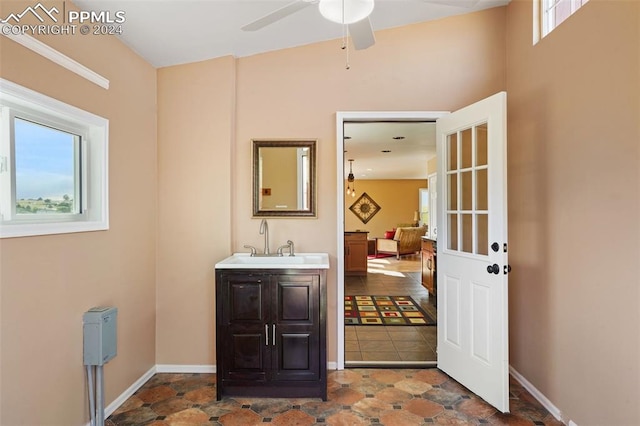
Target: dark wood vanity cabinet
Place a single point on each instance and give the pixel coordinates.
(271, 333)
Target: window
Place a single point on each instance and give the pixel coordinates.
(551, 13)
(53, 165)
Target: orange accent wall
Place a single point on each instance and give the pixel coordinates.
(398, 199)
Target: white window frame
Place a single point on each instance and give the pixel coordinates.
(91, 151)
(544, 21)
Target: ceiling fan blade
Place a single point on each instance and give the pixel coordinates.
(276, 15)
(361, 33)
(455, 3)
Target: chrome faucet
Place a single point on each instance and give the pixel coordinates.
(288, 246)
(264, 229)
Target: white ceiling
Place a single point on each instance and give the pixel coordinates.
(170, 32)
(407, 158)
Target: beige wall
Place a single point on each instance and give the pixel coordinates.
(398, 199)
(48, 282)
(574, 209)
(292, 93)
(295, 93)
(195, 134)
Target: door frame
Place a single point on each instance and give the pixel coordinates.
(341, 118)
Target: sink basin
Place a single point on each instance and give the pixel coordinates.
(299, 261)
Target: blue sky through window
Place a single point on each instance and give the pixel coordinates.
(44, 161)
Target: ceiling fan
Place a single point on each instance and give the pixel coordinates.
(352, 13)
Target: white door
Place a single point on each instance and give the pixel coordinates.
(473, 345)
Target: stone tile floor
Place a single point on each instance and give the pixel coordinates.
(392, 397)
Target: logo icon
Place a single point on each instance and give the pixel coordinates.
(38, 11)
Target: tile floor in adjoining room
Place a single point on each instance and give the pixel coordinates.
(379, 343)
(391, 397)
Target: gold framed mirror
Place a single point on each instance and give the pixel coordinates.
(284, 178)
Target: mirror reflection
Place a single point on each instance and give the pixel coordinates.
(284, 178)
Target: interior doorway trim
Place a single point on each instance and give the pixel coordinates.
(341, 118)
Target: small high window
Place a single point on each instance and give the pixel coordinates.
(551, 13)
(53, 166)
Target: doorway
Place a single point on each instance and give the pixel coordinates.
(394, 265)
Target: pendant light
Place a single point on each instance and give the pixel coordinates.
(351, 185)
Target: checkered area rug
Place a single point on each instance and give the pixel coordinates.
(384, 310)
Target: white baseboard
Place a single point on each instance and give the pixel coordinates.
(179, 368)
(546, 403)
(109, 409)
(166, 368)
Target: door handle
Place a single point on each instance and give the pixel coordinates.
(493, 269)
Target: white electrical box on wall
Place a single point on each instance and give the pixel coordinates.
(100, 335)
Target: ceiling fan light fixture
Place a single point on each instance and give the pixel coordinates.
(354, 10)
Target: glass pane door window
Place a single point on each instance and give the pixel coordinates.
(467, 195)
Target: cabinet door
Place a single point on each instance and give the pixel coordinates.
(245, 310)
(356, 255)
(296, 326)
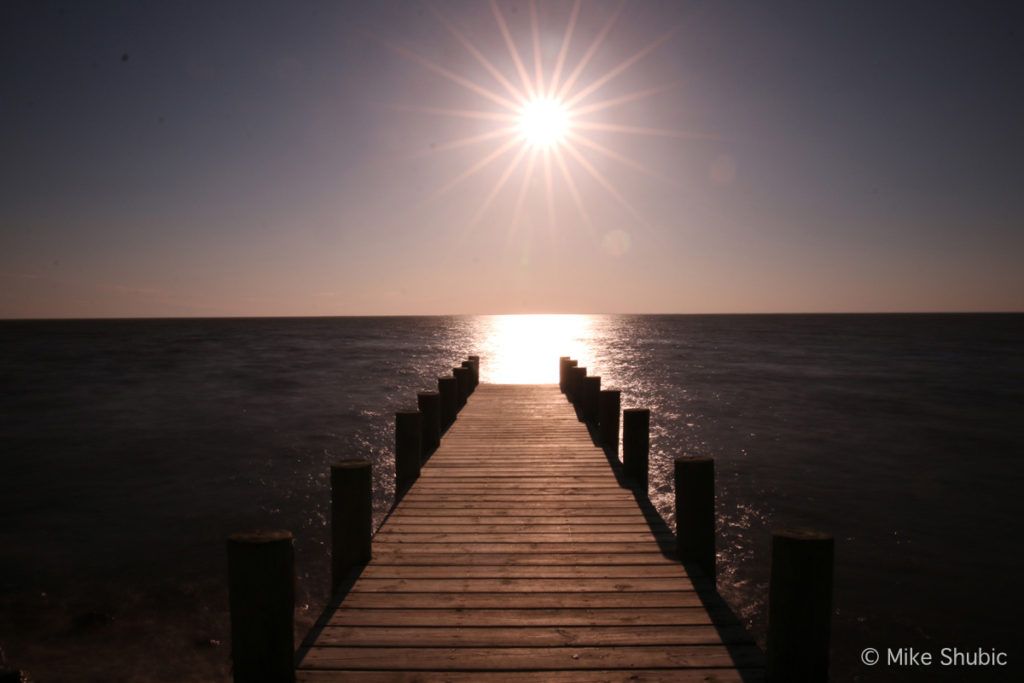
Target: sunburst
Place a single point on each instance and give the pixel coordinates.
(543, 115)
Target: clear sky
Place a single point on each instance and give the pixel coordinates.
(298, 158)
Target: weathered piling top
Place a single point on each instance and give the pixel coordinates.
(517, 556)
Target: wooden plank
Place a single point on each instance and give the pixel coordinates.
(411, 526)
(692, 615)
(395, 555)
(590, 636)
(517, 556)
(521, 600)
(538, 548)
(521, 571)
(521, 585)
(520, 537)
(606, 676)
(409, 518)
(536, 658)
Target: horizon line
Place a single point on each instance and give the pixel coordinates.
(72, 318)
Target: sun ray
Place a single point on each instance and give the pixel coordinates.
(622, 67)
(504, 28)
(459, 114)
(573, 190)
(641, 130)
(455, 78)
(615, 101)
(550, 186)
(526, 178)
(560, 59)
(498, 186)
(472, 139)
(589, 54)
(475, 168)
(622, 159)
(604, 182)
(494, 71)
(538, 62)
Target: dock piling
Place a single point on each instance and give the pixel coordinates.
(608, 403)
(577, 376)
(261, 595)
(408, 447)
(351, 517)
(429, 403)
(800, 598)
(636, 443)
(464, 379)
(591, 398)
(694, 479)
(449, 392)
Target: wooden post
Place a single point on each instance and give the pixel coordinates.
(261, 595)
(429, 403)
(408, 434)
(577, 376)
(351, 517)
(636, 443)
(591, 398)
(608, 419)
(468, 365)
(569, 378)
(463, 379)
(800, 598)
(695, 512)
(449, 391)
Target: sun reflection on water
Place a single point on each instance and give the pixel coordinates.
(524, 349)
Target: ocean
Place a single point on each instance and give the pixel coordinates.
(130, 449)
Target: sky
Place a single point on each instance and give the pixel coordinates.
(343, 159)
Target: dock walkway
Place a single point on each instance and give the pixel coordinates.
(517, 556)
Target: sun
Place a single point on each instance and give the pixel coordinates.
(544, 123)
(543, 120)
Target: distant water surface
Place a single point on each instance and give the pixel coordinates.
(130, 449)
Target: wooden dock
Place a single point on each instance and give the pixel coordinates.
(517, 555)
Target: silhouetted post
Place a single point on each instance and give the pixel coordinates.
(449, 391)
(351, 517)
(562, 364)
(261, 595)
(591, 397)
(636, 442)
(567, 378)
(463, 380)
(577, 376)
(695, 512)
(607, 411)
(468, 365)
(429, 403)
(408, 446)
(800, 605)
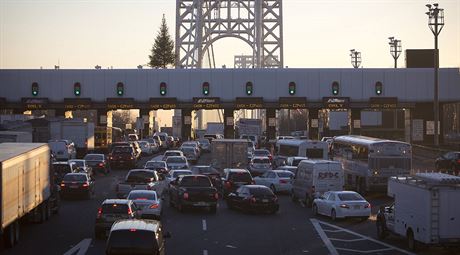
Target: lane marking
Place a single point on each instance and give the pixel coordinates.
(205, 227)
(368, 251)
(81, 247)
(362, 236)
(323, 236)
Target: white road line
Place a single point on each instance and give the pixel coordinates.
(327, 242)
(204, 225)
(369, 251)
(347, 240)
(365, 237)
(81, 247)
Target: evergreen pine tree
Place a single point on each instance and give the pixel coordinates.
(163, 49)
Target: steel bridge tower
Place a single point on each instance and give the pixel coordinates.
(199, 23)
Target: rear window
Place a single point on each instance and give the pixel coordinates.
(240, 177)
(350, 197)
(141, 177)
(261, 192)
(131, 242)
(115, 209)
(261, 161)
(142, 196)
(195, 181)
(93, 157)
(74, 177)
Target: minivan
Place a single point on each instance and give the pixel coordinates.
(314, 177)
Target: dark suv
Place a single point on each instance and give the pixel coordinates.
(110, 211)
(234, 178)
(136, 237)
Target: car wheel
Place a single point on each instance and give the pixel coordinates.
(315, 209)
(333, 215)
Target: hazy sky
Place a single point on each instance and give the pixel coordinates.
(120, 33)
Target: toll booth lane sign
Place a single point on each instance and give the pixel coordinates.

----------

[PROBLEM]
Copy the material above in full and exactly, skipping pictures.

[RESULT OF THIS TASK]
Target: dark wood vanity cabinet
Place a single point on each instance and give the pixel coordinates.
(271, 333)
Target: window
Place a single point on each instance and give the pixel coordinates.
(551, 13)
(53, 165)
Target: orange accent wall
Place a single point on each instance and give the pixel coordinates.
(398, 199)
Target: white window frame
Place a single point on each instance and give the pixel coordinates.
(91, 151)
(544, 21)
Target: ceiling fan blade
Place a single point on each instance and give the pixel coordinates.
(276, 15)
(361, 33)
(455, 3)
Target: chrome faucet
Place a single point on each instance and give the pixel coordinates.
(288, 246)
(264, 229)
Target: white ceiling
Place a single point on each instance and give the pixel coordinates.
(170, 32)
(407, 158)
Target: beige wall
Place a single point on each instance and give the pixel coordinates.
(398, 199)
(48, 282)
(574, 209)
(292, 93)
(295, 93)
(195, 134)
Target: door frame
Place a single point on each instance and give the pixel coordinates.
(341, 118)
Target: sink basin
Place a single point on each instance and give the pixel coordinates.
(299, 261)
Target: blue sky through window
Place a single point on each instance and give the pixel coordinates.
(44, 161)
Target: ceiling fan
Place a single point on each instance and give the pixel coordinates.
(352, 13)
Target: white door
Place a single point on each instance and give the pixel coordinates.
(473, 345)
Target: stone tile floor
Place a single point on each instance and give the pixel coordinates.
(392, 397)
Target: logo icon
Place a single point on each instance and give the pixel coordinates.
(38, 11)
Target: tile floor in adjoining room
Place a single point on each instance and give the pixel coordinates.
(379, 343)
(391, 397)
Target: gold framed mirror
Place a single point on each instance and give the pixel coordinates.
(284, 178)
Target: mirror reflection
Place a single point on each instance and give the pixel coordinates.
(284, 178)
Target: interior doorway trim
Place a single point on each instance and give the pixel coordinates.
(341, 118)
Target: small high window
Place a single point on each instance and give the pixel coordinates.
(551, 13)
(53, 166)
Target: doorway
Place a single point on each instance and give the pixel coordinates.
(394, 265)
Target: pendant light
Place a single point on each instance and give the pixel coordinates.
(351, 185)
Target: checkered area rug
Place a single point on each instance and give the pixel coordinates.
(384, 310)
Target: white baseboard
Place a single point on each instance and give the pixel coordinates.
(179, 368)
(546, 403)
(109, 409)
(166, 368)
Target: door handle
Place a single point on each instance and give the pixel coordinates.
(493, 269)
Target: white electrical box on wall
Place a single point on each instance and give the pixel coordinates.
(100, 335)
Target: ceiling fan light fixture
Place a single point on each instance and give the pixel coordinates.
(354, 10)
Target: glass pane door window
Place a single point on each instance and give the pixel coordinates.
(467, 195)
Target: cabinet door
Place a single point on each instance and give the pixel coordinates.
(245, 310)
(356, 255)
(296, 326)
Target: sunburst
Place a single point on each instance and give the pixel coordinates.
(543, 115)
Target: clear sky
Place a single point on each instance and give the pixel coordinates.
(298, 158)
Target: weathered piling top
Place a single point on each instance and give the pixel coordinates.
(517, 556)
Target: wooden plank
Place a single point on each instance and give the pixel coordinates.
(411, 526)
(692, 615)
(395, 555)
(590, 636)
(517, 556)
(521, 600)
(538, 548)
(521, 571)
(521, 585)
(520, 537)
(606, 676)
(409, 518)
(536, 658)
Target: horizon line
Place a single point on each instance and give the pixel coordinates.
(72, 318)
Target: sun ray
Place a single point on each instance and give the pixel coordinates.
(622, 67)
(504, 28)
(459, 114)
(573, 190)
(641, 130)
(455, 78)
(615, 101)
(550, 186)
(526, 178)
(560, 59)
(498, 186)
(472, 139)
(589, 54)
(475, 168)
(622, 159)
(604, 182)
(494, 71)
(538, 62)
Target: dock piling
Place a single point on each instance and give the pixel coordinates.
(608, 403)
(577, 376)
(261, 595)
(408, 447)
(351, 517)
(429, 403)
(800, 598)
(636, 443)
(464, 379)
(591, 398)
(694, 479)
(449, 392)
Target: wooden post
Place a single point on each instance and give the pixel coordinates.
(261, 595)
(429, 403)
(408, 434)
(577, 376)
(351, 517)
(636, 443)
(591, 398)
(608, 419)
(468, 365)
(569, 378)
(463, 379)
(800, 598)
(695, 512)
(449, 391)
Target: sun reflection on water
Place a single point on each instance and give the pixel coordinates.
(524, 349)
Target: ocean
Place a single point on each instance and give the pixel coordinates.
(130, 449)
Target: sky
Place a single point on each instance and give the pixel coordinates.
(343, 159)
Target: dock walkway
Place a single point on each instance and give the pixel coordinates.
(517, 556)
Target: sun
Place a single point on each instance and give the pixel coordinates.
(544, 123)
(543, 120)
Target: distant water surface
Place a single point on each instance and give the pixel coordinates.
(130, 449)
Target: wooden dock
Place a single point on each instance and give the pixel coordinates.
(517, 555)
Target: silhouetted post
Place a single point on each instance and give the pixel coordinates.
(449, 391)
(351, 517)
(562, 364)
(261, 595)
(591, 397)
(636, 442)
(567, 378)
(463, 380)
(577, 376)
(695, 512)
(607, 411)
(468, 365)
(429, 403)
(408, 446)
(800, 605)
Target: lane marking
Place a single point on each instance and give the pixel coordinates.
(205, 227)
(368, 251)
(81, 247)
(362, 236)
(323, 236)
Target: white road line
Place a single point on each instance and give the pixel coordinates.
(327, 242)
(204, 225)
(369, 251)
(347, 240)
(365, 237)
(81, 247)
Target: evergreen pine tree
Place a single point on each instance and give the pixel coordinates.
(163, 49)
Target: steel bridge tower
Place a single point on each instance and give the pixel coordinates.
(199, 23)
Target: rear window
Place a single point on each instance and give the pixel coordinates.
(240, 177)
(350, 197)
(141, 177)
(261, 192)
(131, 242)
(115, 209)
(261, 161)
(142, 196)
(195, 181)
(93, 157)
(74, 177)
Target: minivan
Place a single point on each instance and give the pixel coordinates.
(314, 177)
Target: dark suv
Place a single point on each instance and give the pixel coordinates.
(110, 211)
(234, 178)
(136, 237)
Target: car wheel
Place a single point on each instance and give the pixel coordinates.
(315, 209)
(333, 215)
Target: hazy sky
Place a single point on each instance and give the pixel coordinates.
(120, 33)
Target: toll booth lane sign
Place a single point on each instance and give the pixel coordinates.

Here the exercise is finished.